» **Information given**:
--- START ---
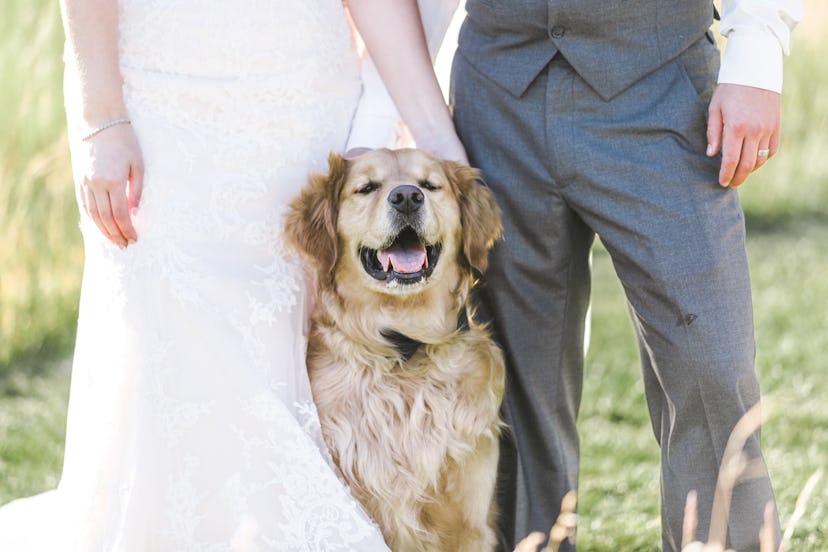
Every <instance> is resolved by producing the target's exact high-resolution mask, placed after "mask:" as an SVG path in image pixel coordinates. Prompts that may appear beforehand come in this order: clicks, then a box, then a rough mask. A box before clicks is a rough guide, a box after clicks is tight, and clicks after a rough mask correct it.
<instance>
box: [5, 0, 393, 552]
mask: <svg viewBox="0 0 828 552" xmlns="http://www.w3.org/2000/svg"><path fill="white" fill-rule="evenodd" d="M120 10H121V13H120V55H121V58H120V59H121V67H122V73H123V76H124V80H125V85H124V92H125V98H126V103H127V108H128V111H129V115H130V117H131V119H132V125H133V127H134V129H135V132H136V134H137V136H138V139H139V143H140V145H141V148H142V152H143V156H144V162H145V167H146V178H145V185H144V193H143V198H142V200H141V203H140V207H139V209H138V210H137V212H136V213H135V216H134V221H135V225H136V229H137V232H138V241H137V243H136V244H134V245H132V246H130V247H128V248H127V249H125V250H123V251H122V250H120V249H118V248H117V247H115V246H113V245H111V244H110V243H108V242H107V241H105V240H104V238H103V237H102V236H101V234H100V232H99V231H98V230H97V228H96V227H95V226H94V224H93V223H92V222H91V220H89V219H88V218H87V217H85V216H84V217H82V221H81V229H82V232H83V235H84V240H85V245H86V266H85V271H84V278H83V288H82V294H81V305H80V317H79V326H78V337H77V345H76V351H75V360H74V368H73V374H72V384H71V394H70V406H69V418H68V429H67V437H66V455H65V462H64V470H63V476H62V478H61V481H60V485H59V487H58V489H57V490H55V491H51V492H49V493H45V494H43V495H38V496H36V497H33V498H29V499H24V500H20V501H17V502H16V503H12V504H11V505H9V506H7V507H4V508H3V509H0V550H2V551H14V552H18V551H21V550H37V551H40V550H44V551H64V550H69V551H82V552H87V551H90V552H91V551H95V552H97V551H116V550H117V551H153V552H155V551H161V552H166V551H170V552H172V551H175V552H184V551H225V550H243V551H247V550H251V551H252V550H279V551H292V550H325V551H328V550H359V551H373V550H385V549H386V547H385V545H384V543H383V541H382V538H381V536H380V534H379V531H378V530H377V528H376V527H375V525H374V524H373V523H372V522H371V521H370V520H369V519H368V518H367V517H366V516H365V514H364V513H363V511H362V510H361V508H360V507H359V505H358V503H356V502H355V501H354V500H353V499H352V498H351V496H350V494H349V493H348V490H347V489H346V488H345V487H344V486H343V484H342V483H341V482H340V480H339V479H338V478H337V476H336V475H335V472H334V470H333V469H332V467H331V464H330V459H329V457H328V455H327V452H326V451H325V449H324V444H323V442H322V440H321V436H320V432H319V427H318V420H317V416H316V413H315V410H314V406H313V403H312V400H311V394H310V389H309V385H308V381H307V377H306V374H305V362H304V355H305V336H304V333H303V325H304V321H305V319H306V316H307V308H308V306H307V304H306V296H305V285H304V280H303V271H302V268H301V266H300V265H299V264H298V262H297V260H296V259H295V258H294V257H293V256H292V255H291V254H290V253H288V252H286V250H285V248H284V244H283V243H282V238H281V224H282V212H283V210H284V208H285V205H286V203H287V202H288V201H289V200H290V199H291V198H292V197H293V196H294V195H295V194H296V192H297V190H298V189H299V188H300V187H301V186H302V185H303V183H304V182H305V180H306V177H307V175H308V173H309V172H311V171H318V170H324V169H325V167H326V157H327V154H328V152H329V151H330V150H339V151H341V150H342V149H344V147H345V144H346V140H347V136H348V131H349V127H350V124H351V118H352V116H353V113H354V110H355V108H356V104H357V100H358V98H359V95H360V90H361V84H360V74H359V67H358V60H357V58H356V55H355V53H354V51H353V46H352V41H351V37H350V33H349V30H348V27H347V24H346V21H345V19H344V17H343V10H342V5H341V1H340V0H279V1H277V0H240V1H238V2H225V1H219V0H210V1H204V0H163V1H161V0H121V2H120ZM93 32H94V31H93ZM71 74H72V71H68V72H67V75H71ZM66 91H67V94H66V97H67V113H68V116H69V121H70V129H72V128H74V121H73V119H74V118H75V117H76V116H77V107H76V103H75V94H76V86H75V83H74V82H72V79H71V78H69V79H67V83H66ZM71 142H73V145H74V147H75V148H76V147H77V145H78V143H77V142H76V141H75V140H74V139H73V140H71ZM75 153H76V152H75ZM75 157H76V160H77V155H76V156H75ZM80 169H81V167H75V170H76V177H77V171H78V170H80Z"/></svg>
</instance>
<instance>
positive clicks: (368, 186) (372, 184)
mask: <svg viewBox="0 0 828 552" xmlns="http://www.w3.org/2000/svg"><path fill="white" fill-rule="evenodd" d="M379 187H380V185H379V184H378V183H376V182H373V181H370V182H368V183H367V184H364V185H362V186H360V187H359V188H357V193H358V194H363V195H368V194H370V193H371V192H375V191H377V190H379Z"/></svg>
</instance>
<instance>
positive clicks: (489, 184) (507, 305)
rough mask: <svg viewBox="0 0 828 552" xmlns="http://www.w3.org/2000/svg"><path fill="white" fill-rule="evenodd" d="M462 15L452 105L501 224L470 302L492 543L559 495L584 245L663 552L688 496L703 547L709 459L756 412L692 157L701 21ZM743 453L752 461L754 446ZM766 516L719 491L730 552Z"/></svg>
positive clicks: (573, 387)
mask: <svg viewBox="0 0 828 552" xmlns="http://www.w3.org/2000/svg"><path fill="white" fill-rule="evenodd" d="M622 8H623V9H622ZM467 11H468V15H467V19H466V21H465V22H464V25H463V28H462V30H461V34H460V39H459V47H458V51H457V54H456V56H455V60H454V65H453V69H452V93H451V104H452V109H453V113H454V118H455V124H456V126H457V130H458V132H459V133H460V137H461V139H462V140H463V143H464V144H465V146H466V148H467V151H468V154H469V158H470V161H471V163H472V165H474V166H477V167H479V168H480V169H481V170H482V171H483V175H484V178H485V180H486V183H487V184H488V185H489V186H490V187H491V189H492V191H493V192H494V194H495V196H496V197H497V199H498V202H499V204H500V206H501V209H502V211H503V218H504V234H503V235H504V237H503V239H502V240H501V241H500V242H498V243H497V245H496V246H495V249H494V250H493V252H492V256H491V264H490V268H489V271H488V272H487V274H486V276H485V279H484V285H483V287H482V290H481V292H480V301H481V305H480V310H481V312H482V315H483V316H484V317H487V318H490V319H491V320H492V323H493V327H494V329H495V333H496V336H497V338H498V339H499V341H500V343H501V345H502V346H503V348H504V351H505V353H506V358H507V364H508V375H507V389H506V397H505V399H504V405H503V414H504V418H505V420H506V422H507V423H508V425H509V427H510V431H508V432H507V433H506V435H505V437H504V439H503V443H502V452H501V464H500V472H501V473H500V477H499V483H498V509H499V512H500V513H499V520H498V525H499V530H500V533H501V538H502V542H501V546H502V548H503V549H504V550H511V549H512V547H513V546H514V544H515V542H516V541H519V540H520V539H521V538H522V537H524V536H526V535H527V534H528V533H530V532H531V531H543V532H548V530H549V528H550V527H551V525H552V524H553V523H554V521H555V519H556V518H557V515H558V511H559V507H560V502H561V498H562V497H563V495H564V494H565V493H566V492H567V491H568V490H570V489H577V481H578V436H577V433H576V424H575V420H576V416H577V412H578V407H579V402H580V399H581V388H582V379H583V354H584V350H583V342H584V319H585V316H586V311H587V307H588V304H589V291H590V271H589V251H590V248H591V246H592V243H593V240H594V236H595V235H596V234H597V235H599V236H600V238H601V240H602V242H603V243H604V244H605V246H606V248H607V250H608V251H609V253H610V255H611V257H612V262H613V264H614V267H615V270H616V272H617V274H618V277H619V278H620V280H621V282H622V284H623V287H624V290H625V292H626V296H627V299H628V303H629V310H630V316H631V319H632V322H633V327H634V329H635V333H636V336H637V339H638V343H639V349H640V352H641V359H642V373H643V378H644V384H645V390H646V396H647V403H648V407H649V413H650V417H651V421H652V426H653V431H654V433H655V436H656V439H657V440H658V442H659V444H660V446H661V461H662V463H661V485H662V491H661V503H662V506H661V508H662V534H663V548H664V550H678V549H679V548H680V545H681V527H682V518H683V513H684V502H685V497H686V495H687V493H688V492H689V491H691V490H696V491H697V492H698V495H699V526H698V533H697V536H698V537H699V538H706V535H707V530H708V526H709V519H710V510H711V504H712V497H713V492H714V489H715V484H716V478H717V474H718V469H719V463H720V460H721V458H722V454H723V451H724V448H725V444H726V443H727V440H728V437H729V435H730V432H731V430H732V429H733V427H734V425H735V424H736V422H737V421H738V420H739V418H740V417H741V416H742V415H743V414H744V413H745V412H746V411H747V410H748V409H749V408H750V407H751V406H752V405H754V404H755V403H756V402H757V401H758V400H759V389H758V383H757V380H756V376H755V371H754V352H755V347H754V338H753V317H752V305H751V295H750V283H749V278H748V267H747V259H746V254H745V231H744V220H743V215H742V210H741V207H740V205H739V201H738V196H737V194H736V192H735V191H733V190H727V189H722V188H721V187H720V186H719V185H718V184H717V175H718V170H719V164H720V159H719V158H713V159H711V158H708V157H707V156H706V155H705V148H706V144H707V142H706V137H705V129H706V120H705V117H706V110H707V104H708V102H709V100H710V97H711V95H712V92H713V88H714V86H715V79H716V75H717V73H718V67H719V53H718V51H717V49H716V47H715V46H714V45H713V41H712V38H711V36H710V35H709V34H707V33H706V30H707V28H708V27H709V25H710V23H711V19H712V13H713V11H712V4H711V3H710V2H707V1H701V0H694V1H678V0H673V1H661V2H659V1H655V0H653V1H638V0H626V1H624V2H606V1H604V0H586V1H585V0H570V1H557V0H468V2H467ZM568 37H569V38H568ZM642 48H649V50H648V51H642V50H641V49H642ZM591 346H592V347H596V348H598V347H602V344H601V343H598V342H594V343H593V344H592V345H591ZM621 392H623V390H619V393H621ZM746 451H747V453H748V455H749V456H751V457H755V458H759V459H761V453H760V450H759V436H758V434H756V435H754V436H752V437H751V439H749V441H748V443H747V445H746ZM768 501H773V493H772V490H771V487H770V482H769V481H768V479H767V478H762V479H757V480H753V481H751V482H749V483H743V484H740V485H739V486H738V487H737V488H736V491H735V493H734V496H733V502H732V508H731V512H730V518H729V519H730V521H729V526H728V528H729V541H728V544H729V546H731V547H733V548H735V549H737V550H751V549H757V548H758V545H757V538H758V532H759V527H760V526H761V523H762V519H763V516H762V513H763V510H764V506H765V503H766V502H768ZM777 532H778V527H777Z"/></svg>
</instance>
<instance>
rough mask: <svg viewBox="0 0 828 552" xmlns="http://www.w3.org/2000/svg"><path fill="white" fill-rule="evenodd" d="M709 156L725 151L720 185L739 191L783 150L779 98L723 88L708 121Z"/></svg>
mask: <svg viewBox="0 0 828 552" xmlns="http://www.w3.org/2000/svg"><path fill="white" fill-rule="evenodd" d="M707 144H708V145H707V155H708V156H709V157H712V156H714V155H716V153H717V152H718V151H719V148H721V150H722V167H721V170H720V171H719V184H721V185H722V186H724V187H730V188H737V187H738V186H740V185H741V184H742V183H743V182H744V181H745V179H746V178H747V177H748V175H749V174H750V173H751V172H752V171H754V170H756V169H758V168H759V167H761V166H762V165H763V164H764V163H765V161H767V160H768V159H770V158H771V157H772V156H773V155H774V154H775V153H776V151H777V149H778V148H779V94H778V93H776V92H773V91H771V90H764V89H762V88H754V87H752V86H743V85H739V84H720V85H718V86H717V87H716V90H715V91H714V92H713V98H712V100H711V101H710V108H709V110H708V117H707Z"/></svg>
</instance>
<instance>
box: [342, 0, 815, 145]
mask: <svg viewBox="0 0 828 552" xmlns="http://www.w3.org/2000/svg"><path fill="white" fill-rule="evenodd" d="M459 3H460V0H419V7H420V14H421V16H422V19H423V28H424V30H425V33H426V41H427V42H428V48H429V51H430V52H431V57H432V60H433V59H434V57H435V56H436V55H437V51H438V49H439V48H440V45H441V44H442V43H443V39H444V37H445V34H446V31H447V30H448V28H449V25H450V23H451V20H452V17H453V15H454V13H455V12H456V11H457V7H458V5H459ZM721 15H722V20H721V23H720V26H719V30H720V33H721V34H722V36H724V37H726V38H727V45H726V47H725V52H724V56H723V58H722V65H721V70H720V71H719V79H718V82H719V83H731V84H741V85H746V86H754V87H757V88H764V89H767V90H772V91H774V92H781V91H782V57H783V55H787V54H788V53H789V52H790V36H791V31H792V30H793V28H794V27H795V26H796V24H797V22H799V20H800V19H801V17H802V0H722V14H721ZM362 86H363V93H362V97H361V99H360V102H359V105H358V107H357V110H356V113H355V115H354V119H353V123H352V125H351V134H350V137H349V138H348V145H347V149H351V148H355V147H367V148H382V147H400V146H402V145H405V144H406V143H407V142H408V141H409V139H408V137H407V136H405V134H404V132H403V131H402V130H401V129H402V127H401V125H400V116H399V114H398V113H397V110H396V108H395V107H394V102H393V100H392V99H391V97H390V95H389V94H388V92H387V91H386V89H385V86H384V85H383V83H382V79H381V78H380V76H379V73H377V69H376V67H375V66H374V64H373V62H372V61H371V58H370V57H369V56H368V55H367V54H366V56H365V57H364V59H363V67H362Z"/></svg>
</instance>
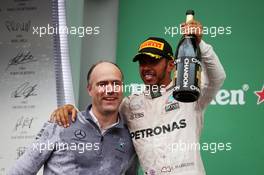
--- END ---
» **Problem**:
Using the listing above, return word for word each line from the one that has "positive clicks: (368, 186) (372, 184)" through the one that has "15L452 105L501 224L470", and no line outside that range.

» **Written solution**:
positive clicks: (368, 186) (372, 184)
mask: <svg viewBox="0 0 828 552" xmlns="http://www.w3.org/2000/svg"><path fill="white" fill-rule="evenodd" d="M379 187H380V185H379V184H378V183H376V182H373V181H370V182H368V183H367V184H364V185H362V186H360V187H359V188H357V193H358V194H363V195H368V194H370V193H371V192H375V191H377V190H379Z"/></svg>
</instance>
<instance>
positive clicks: (489, 184) (507, 305)
rough mask: <svg viewBox="0 0 828 552" xmlns="http://www.w3.org/2000/svg"><path fill="white" fill-rule="evenodd" d="M462 15L452 105L501 224L470 302L492 543L559 495L584 245L663 552L688 496L703 547L709 459L756 412L692 157L701 21ZM743 453L752 461L754 446ZM766 516L719 491L730 552Z"/></svg>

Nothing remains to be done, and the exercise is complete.